-- BEGIN THE RECORDS --

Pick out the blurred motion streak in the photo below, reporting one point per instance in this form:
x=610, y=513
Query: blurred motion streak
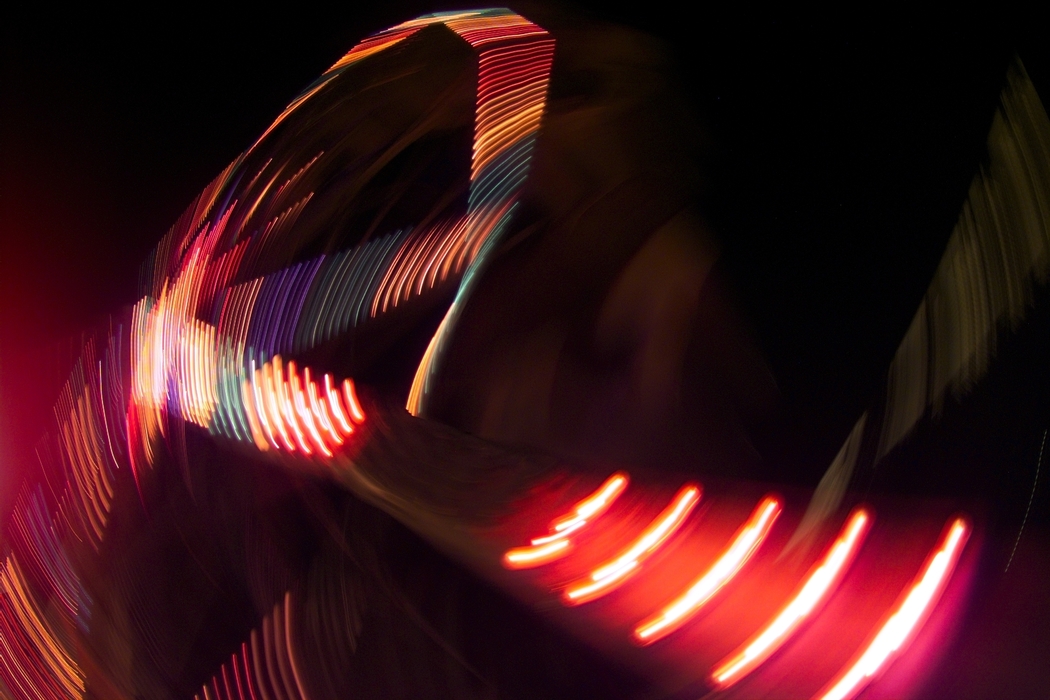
x=818, y=587
x=547, y=548
x=908, y=617
x=612, y=574
x=748, y=538
x=265, y=667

-- END THE RECORDS --

- GOAL -
Reproduce every line of the listing above word for word, leaving out the pictures.

- FINAL ANSWER -
Pick out the blurred motion streak in the photo below, reporting one point per instance in this form:
x=610, y=513
Query: blurred motion streak
x=818, y=587
x=547, y=548
x=908, y=617
x=612, y=574
x=748, y=538
x=265, y=667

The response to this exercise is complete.